■ **Selected text**
Call for collective efforts to revive Kashmiri language

Harold F. Schiffman haroldfs at
Mon Sep 19 12:27:17 UTC 2005

>>From Chandigarh Newsline, Monday , September 19, 2005

Muftis pep talk on Pandits rehab seen as eyewash

Displaced Kashmiri Pandits, linguists and authors say J&K Chief Minister
should implement his promises sincerely

Anand S.T. Das

Chandigarh, September 18: JAMMU and Kashmir Chief Minister Mufti Mohammad
Sayeeds call for collective efforts to revive Kashmiri language and
culture is being seen with suspicion and as hypocritical by displaced
Kashmiri Pandits, Kashmiri linguists and authors. Calling the steps taken
by the Mufti-led coalition government to reviveKashmiri language as
double-faced policy, the All India Kashmiri Samaj (AIKS), the apex body of
all organisations of displaced Kashmiri Pandits, said the CMs words bear
no real significance as the state government has made no solid and sincere
efforts at rehabilitating lakhs of displaced Pandits in the valley.

■ **Material shown**

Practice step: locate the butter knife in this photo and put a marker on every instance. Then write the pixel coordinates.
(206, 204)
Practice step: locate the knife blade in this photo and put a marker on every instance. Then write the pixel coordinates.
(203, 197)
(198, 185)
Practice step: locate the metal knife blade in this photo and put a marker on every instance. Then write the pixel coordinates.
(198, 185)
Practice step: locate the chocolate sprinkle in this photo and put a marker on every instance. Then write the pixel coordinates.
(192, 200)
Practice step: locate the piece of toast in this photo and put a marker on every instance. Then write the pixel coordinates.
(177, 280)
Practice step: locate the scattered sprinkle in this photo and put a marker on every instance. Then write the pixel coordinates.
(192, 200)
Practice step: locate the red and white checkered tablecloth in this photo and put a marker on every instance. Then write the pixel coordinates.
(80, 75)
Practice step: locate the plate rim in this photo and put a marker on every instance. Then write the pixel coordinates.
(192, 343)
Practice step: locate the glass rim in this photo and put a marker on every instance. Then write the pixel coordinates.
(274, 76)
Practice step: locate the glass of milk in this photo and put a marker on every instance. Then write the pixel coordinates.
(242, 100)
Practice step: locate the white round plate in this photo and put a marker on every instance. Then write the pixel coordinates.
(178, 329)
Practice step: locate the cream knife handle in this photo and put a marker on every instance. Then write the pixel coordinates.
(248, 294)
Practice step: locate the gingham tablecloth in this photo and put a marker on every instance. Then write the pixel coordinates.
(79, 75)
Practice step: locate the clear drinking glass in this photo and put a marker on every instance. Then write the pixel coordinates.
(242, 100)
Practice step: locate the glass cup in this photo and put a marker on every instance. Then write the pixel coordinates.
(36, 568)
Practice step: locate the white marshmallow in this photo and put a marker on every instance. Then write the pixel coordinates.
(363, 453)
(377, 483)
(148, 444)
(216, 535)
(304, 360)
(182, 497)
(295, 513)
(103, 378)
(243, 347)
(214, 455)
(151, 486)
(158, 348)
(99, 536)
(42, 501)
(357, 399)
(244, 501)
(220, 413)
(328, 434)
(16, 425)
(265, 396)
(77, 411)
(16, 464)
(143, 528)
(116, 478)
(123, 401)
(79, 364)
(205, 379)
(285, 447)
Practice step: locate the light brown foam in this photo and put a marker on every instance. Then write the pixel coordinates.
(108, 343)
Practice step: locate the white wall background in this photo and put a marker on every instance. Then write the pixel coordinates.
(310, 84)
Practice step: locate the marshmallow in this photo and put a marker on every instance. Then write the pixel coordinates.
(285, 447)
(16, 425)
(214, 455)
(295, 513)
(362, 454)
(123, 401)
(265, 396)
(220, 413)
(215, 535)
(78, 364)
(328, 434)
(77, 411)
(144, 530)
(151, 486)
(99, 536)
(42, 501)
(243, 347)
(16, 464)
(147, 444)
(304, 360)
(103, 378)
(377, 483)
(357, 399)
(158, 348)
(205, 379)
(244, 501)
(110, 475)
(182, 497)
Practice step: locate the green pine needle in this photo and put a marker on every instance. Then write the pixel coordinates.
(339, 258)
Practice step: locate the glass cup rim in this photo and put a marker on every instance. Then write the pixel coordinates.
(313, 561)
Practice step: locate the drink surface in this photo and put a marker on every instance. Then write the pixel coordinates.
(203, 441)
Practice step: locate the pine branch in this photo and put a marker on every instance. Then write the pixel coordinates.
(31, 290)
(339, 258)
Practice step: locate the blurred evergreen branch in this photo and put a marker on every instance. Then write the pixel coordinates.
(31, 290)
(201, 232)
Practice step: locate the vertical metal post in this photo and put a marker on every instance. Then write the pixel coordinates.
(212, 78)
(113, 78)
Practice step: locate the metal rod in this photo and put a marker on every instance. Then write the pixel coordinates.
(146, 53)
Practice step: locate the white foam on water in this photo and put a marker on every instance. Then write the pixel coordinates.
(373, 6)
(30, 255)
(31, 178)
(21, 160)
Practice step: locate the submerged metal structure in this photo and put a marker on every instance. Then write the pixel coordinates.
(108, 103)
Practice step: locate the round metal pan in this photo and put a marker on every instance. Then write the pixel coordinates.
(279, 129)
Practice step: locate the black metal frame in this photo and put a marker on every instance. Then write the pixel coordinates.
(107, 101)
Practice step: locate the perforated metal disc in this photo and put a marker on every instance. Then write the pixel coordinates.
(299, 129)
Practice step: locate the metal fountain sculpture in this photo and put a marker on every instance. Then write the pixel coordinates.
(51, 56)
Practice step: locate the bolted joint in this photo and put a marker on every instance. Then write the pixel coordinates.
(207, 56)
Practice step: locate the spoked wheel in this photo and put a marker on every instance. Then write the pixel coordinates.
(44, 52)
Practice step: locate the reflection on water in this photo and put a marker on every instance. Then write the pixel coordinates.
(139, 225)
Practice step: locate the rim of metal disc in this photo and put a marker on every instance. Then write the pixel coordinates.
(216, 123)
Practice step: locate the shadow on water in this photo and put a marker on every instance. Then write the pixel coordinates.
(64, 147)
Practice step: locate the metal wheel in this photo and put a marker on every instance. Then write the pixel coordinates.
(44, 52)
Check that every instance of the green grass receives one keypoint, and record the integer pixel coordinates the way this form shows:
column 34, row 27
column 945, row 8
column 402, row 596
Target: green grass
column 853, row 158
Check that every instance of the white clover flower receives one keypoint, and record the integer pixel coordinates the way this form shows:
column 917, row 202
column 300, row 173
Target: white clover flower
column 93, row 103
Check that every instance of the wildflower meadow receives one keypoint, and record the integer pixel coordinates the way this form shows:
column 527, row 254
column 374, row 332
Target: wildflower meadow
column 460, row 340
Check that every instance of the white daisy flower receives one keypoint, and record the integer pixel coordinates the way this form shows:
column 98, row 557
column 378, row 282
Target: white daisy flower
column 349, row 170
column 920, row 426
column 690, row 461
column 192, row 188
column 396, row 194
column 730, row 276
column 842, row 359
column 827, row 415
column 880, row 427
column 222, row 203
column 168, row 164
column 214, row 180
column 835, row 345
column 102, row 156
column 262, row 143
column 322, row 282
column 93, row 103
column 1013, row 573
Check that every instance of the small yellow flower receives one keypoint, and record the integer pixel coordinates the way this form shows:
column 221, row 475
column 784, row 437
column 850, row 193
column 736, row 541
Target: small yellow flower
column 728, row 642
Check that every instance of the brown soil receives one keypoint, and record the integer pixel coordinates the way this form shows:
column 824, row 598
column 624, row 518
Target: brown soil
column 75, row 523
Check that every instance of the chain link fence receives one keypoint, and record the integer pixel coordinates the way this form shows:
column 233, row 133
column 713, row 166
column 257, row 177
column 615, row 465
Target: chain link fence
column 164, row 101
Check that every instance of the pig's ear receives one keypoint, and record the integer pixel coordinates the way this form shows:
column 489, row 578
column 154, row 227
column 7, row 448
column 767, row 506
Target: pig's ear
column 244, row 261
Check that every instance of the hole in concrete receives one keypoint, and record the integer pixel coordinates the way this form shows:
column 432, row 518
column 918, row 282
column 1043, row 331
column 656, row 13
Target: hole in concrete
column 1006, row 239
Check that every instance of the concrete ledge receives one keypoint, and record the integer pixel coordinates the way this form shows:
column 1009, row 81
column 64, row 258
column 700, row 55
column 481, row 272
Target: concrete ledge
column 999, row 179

■ **Things to do**
**1.** Repeat the passage from the news item on reviving the Kashmiri language, starting at the words "Chandigarh, September 18: JAMMU" and ending after the words "in the valley.".
**2.** According to the news item on reviving the Kashmiri language, which groups view the Chief Minister's call for collective efforts with suspicion?
The records were gathered from a different source than the news item.

■ **Responses to the tasks**
**1.**
Chandigarh, September 18: JAMMU and Kashmir Chief Minister Mufti Mohammad
Sayeeds call for collective efforts to revive Kashmiri language and
culture is being seen with suspicion and as hypocritical by displaced
Kashmiri Pandits, Kashmiri linguists and authors. Calling the steps taken
by the Mufti-led coalition government to reviveKashmiri language as
double-faced policy, the All India Kashmiri Samaj (AIKS), the apex body of
all organisations of displaced Kashmiri Pandits, said the CMs words bear
no real significance as the state government has made no solid and sincere
efforts at rehabilitating lakhs of displaced Pandits in the valley.

**2.**
- Displaced Kashmiri Pandits
- Kashmiri linguists
- Authors